- _OBJETIVO 1_:
Reproduza sem nenhuma alteração as linhas dos registros que vão da que contém "Mark every instance of the dark wood" até a que contém "x=916 y=1176", inclusive.

No salão onde poderosos perderam fortunas com jogos e mulheres, presos foram interrogados durante o regime militar. Construído na década de 1930 e conhecido como Cassino da Maroca, um prédio de Passo Fundo é o cerne de uma ação do Ministério Público que se arrasta há sete anos.
O órgão quer tombar como patrimônio histórico o lugar que sediou um luxuoso cabaré, o Departamento de Ordem Política e Social (Dops), uma delegacia e um sindicato. Hoje, a construção que estampa os anos de abandono na pintura descascada e nas madeiras em decomposição é exemplo de uma polêmica comum no Estado. De um lado, protetores de imóveis importantes pela relevância histórica, arquitetônica ou cultural. De outro, donos de prédios que se dizem sem condições de conservar as construções.
Foi a demolição de um prédio histórico em 2006, a Casa Gabriel Bastos, erguida em 1880 e sede do primeiro banco privado de Passo Fundo, que motivou o MP a lutar pelo tombamento do Cassino da Maroca. O promotor Paulo Cirne conta que a destruição da casa impulsionou uma discussão sobre a preservação do patrimônio da cidade e a elaboração de uma lista, pela Universidade de Passo Fundo (UPF), de construções de valor histórico e arquitetônico que ainda não eram tombadas. Um ano depois, relata, só um prédio da lista não havia sido reconhecido como patrimônio histórico do município: o antigo cabaré.

Entradas de identificação de locais:

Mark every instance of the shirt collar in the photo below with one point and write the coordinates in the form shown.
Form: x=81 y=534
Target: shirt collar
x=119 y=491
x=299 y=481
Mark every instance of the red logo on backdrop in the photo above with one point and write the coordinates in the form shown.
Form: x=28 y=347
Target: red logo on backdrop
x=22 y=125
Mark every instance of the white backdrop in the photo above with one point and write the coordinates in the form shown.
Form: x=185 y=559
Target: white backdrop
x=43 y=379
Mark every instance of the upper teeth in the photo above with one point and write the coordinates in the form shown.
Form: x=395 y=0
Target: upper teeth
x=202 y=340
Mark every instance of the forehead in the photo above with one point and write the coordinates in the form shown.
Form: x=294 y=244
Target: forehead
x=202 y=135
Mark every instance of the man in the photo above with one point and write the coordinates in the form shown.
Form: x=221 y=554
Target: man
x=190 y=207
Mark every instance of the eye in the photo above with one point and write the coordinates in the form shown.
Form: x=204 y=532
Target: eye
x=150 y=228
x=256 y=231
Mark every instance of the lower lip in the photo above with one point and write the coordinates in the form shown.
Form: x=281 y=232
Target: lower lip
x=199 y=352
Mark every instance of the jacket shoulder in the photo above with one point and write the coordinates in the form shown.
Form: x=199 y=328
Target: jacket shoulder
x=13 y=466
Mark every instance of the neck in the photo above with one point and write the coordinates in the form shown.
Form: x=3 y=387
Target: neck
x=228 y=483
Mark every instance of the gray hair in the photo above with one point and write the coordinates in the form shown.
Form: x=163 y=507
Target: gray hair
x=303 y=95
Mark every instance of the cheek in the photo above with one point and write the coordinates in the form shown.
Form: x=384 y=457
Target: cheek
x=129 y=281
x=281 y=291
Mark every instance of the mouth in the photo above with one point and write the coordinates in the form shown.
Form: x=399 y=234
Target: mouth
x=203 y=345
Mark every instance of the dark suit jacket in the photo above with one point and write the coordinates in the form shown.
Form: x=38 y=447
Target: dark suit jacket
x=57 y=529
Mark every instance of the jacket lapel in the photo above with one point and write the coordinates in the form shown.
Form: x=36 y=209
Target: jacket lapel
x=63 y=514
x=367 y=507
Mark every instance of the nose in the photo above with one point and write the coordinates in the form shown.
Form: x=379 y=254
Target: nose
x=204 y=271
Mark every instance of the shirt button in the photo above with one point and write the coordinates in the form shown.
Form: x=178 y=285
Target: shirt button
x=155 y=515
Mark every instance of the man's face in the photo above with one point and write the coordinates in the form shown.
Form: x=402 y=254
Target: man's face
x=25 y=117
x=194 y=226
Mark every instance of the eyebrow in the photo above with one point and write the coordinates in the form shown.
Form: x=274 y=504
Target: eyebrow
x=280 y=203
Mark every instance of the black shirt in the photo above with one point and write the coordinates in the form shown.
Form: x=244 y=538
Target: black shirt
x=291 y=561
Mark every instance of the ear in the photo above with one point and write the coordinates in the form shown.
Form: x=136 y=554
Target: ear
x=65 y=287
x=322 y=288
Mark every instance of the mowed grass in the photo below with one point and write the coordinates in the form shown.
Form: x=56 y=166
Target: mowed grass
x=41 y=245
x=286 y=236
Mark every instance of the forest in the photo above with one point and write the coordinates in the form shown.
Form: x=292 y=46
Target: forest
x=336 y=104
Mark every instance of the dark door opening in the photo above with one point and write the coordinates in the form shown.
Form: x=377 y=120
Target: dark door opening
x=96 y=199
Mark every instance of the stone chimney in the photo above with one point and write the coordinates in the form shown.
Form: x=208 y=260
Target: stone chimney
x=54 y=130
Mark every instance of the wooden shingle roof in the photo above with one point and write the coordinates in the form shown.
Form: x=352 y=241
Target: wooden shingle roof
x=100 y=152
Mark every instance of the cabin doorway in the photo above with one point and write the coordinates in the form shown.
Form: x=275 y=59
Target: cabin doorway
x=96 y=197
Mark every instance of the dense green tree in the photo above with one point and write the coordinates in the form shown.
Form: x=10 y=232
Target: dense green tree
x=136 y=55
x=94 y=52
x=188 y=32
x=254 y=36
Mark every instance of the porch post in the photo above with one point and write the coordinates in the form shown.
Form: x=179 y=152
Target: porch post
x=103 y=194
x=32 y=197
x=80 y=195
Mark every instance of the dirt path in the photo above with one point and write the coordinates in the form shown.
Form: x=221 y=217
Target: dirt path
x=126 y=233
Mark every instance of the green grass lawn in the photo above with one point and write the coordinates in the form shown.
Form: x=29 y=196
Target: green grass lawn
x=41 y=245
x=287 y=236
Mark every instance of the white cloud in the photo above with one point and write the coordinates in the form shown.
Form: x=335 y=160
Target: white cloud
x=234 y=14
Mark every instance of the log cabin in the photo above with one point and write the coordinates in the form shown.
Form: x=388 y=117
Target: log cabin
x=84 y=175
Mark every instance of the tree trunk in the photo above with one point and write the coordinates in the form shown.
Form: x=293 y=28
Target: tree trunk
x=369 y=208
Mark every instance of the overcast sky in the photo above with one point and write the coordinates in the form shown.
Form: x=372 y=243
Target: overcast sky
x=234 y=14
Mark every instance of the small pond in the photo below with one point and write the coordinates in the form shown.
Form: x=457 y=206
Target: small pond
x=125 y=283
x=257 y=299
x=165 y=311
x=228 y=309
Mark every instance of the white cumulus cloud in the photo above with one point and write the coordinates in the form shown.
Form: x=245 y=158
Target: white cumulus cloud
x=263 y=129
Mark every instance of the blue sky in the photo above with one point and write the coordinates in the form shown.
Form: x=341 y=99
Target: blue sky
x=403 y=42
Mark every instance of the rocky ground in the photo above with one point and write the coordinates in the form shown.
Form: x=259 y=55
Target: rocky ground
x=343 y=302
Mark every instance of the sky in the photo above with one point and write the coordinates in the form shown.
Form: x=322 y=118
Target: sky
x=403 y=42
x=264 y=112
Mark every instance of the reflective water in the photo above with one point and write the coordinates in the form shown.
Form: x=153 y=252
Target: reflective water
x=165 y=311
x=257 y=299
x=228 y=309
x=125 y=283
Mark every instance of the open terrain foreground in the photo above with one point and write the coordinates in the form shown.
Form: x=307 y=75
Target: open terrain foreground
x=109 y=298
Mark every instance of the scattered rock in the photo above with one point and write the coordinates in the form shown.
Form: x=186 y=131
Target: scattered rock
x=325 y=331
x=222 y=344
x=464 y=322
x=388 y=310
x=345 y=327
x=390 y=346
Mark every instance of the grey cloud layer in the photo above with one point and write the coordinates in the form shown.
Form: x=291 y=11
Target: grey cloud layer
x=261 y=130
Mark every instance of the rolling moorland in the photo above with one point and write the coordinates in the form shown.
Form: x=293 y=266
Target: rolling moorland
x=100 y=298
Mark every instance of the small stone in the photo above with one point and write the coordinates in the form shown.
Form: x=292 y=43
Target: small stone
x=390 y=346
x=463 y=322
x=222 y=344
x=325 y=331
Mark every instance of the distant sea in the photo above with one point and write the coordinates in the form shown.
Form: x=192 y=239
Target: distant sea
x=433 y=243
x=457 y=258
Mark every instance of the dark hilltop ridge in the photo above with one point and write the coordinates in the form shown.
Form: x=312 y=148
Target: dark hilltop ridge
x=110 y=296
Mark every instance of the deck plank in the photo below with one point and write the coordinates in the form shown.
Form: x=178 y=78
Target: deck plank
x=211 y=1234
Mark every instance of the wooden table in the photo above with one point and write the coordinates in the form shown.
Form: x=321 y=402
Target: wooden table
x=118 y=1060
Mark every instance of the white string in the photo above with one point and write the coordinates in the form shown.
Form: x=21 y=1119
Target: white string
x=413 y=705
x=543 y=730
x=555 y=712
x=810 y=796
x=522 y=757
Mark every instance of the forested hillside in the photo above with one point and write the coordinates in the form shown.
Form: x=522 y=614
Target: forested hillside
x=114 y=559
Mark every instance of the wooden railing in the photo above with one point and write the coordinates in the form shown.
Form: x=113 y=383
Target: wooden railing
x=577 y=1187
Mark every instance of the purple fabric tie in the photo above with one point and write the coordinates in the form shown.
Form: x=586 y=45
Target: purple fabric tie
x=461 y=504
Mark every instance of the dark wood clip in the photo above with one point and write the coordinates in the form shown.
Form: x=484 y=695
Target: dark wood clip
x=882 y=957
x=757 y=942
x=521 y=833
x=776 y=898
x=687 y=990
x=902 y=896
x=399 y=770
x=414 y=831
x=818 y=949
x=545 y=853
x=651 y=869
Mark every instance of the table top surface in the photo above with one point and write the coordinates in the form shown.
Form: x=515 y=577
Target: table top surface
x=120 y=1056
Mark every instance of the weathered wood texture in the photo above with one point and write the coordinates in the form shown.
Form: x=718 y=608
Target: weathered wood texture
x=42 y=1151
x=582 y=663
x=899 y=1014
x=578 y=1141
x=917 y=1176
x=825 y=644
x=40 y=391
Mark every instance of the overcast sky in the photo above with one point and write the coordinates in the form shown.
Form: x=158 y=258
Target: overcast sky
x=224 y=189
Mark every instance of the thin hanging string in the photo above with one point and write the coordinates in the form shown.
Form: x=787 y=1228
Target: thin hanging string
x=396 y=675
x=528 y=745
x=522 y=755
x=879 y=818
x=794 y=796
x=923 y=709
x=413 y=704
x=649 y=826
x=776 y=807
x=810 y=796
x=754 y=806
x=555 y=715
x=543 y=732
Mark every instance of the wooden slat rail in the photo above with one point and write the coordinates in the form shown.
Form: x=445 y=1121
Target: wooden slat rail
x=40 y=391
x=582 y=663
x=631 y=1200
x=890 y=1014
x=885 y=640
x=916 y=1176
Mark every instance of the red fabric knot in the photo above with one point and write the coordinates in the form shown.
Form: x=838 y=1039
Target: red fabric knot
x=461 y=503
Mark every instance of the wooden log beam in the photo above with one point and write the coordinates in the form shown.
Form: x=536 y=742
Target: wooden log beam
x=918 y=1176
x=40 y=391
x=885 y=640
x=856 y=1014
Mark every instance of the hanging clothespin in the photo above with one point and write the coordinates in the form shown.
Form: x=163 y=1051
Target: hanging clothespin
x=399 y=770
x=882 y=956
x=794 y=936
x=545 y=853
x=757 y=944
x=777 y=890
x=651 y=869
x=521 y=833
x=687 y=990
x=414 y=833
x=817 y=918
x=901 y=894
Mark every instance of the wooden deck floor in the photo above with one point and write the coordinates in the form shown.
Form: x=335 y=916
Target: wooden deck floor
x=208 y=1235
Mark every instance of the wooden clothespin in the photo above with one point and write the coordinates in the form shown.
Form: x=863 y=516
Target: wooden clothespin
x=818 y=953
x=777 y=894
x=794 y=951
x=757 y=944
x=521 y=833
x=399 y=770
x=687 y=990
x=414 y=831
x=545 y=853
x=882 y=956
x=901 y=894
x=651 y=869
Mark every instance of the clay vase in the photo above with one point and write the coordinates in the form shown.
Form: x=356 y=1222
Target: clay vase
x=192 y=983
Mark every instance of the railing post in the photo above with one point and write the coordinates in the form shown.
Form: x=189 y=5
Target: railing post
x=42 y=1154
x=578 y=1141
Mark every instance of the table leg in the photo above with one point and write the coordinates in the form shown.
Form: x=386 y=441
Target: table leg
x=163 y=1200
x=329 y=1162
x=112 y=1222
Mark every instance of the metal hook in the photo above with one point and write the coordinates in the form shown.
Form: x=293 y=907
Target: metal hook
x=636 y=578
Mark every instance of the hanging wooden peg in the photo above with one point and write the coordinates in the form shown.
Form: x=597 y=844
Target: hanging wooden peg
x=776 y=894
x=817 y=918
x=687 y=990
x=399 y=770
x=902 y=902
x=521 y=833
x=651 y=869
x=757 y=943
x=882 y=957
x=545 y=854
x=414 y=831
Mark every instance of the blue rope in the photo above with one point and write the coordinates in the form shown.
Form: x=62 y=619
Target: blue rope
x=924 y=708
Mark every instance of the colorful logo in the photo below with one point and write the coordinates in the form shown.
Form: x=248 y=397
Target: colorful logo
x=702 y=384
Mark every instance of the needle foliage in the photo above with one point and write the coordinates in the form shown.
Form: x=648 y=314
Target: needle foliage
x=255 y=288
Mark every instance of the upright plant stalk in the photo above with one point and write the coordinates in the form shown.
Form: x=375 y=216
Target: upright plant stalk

- _OBJETIVO 2_:
No trecho sobre o Cassino da Maroca, reescreva a parte entre "O órgão quer" e "conservar as construções.", inclusive, trocando "cabaré" por "clube noturno".

- _RESPOSTA 1_:
Mark every instance of the dark wood clip in the photo above with one point and write the coordinates in the form shown.
Form: x=484 y=695
Target: dark wood clip
x=882 y=957
x=757 y=942
x=521 y=833
x=776 y=898
x=687 y=990
x=902 y=896
x=399 y=770
x=414 y=831
x=818 y=949
x=545 y=853
x=651 y=869
Mark every instance of the table top surface in the photo above with one point and write the coordinates in the form shown.
Form: x=515 y=577
Target: table top surface
x=120 y=1056
Mark every instance of the weathered wood texture in the photo above with one point and write the coordinates in the form shown.
Form: x=718 y=608
Target: weathered wood texture
x=42 y=1151
x=582 y=663
x=899 y=1014
x=578 y=1141
x=917 y=1176
x=825 y=644
x=40 y=391
Mark every instance of the overcast sky in the photo above with one point and write the coordinates in the form shown.
Form: x=158 y=258
Target: overcast sky
x=224 y=189
Mark every instance of the thin hanging string in the photo above with one point and write the coordinates in the form shown.
Form: x=787 y=1228
Target: thin hanging string
x=396 y=675
x=528 y=745
x=522 y=755
x=879 y=818
x=794 y=796
x=923 y=709
x=413 y=704
x=649 y=826
x=776 y=807
x=810 y=796
x=754 y=806
x=555 y=715
x=543 y=732
Mark every instance of the wooden slat rail in the photo above with one point and write the coordinates in the form shown.
Form: x=445 y=1121
Target: wooden slat rail
x=40 y=391
x=582 y=663
x=631 y=1200
x=890 y=1014
x=885 y=640
x=916 y=1176

- _RESPOSTA 2_:
O órgão quer tombar como patrimônio histórico o lugar que sediou um luxuoso clube noturno, o Departamento de Ordem Política e Social (Dops), uma delegacia e um sindicato. Hoje, a construção que estampa os anos de abandono na pintura descascada e nas madeiras em decomposição é exemplo de uma polêmica comum no Estado. De um lado, protetores de imóveis importantes pela relevância histórica, arquitetônica ou cultural. De outro, donos de prédios que se dizem sem condições de conservar as construções.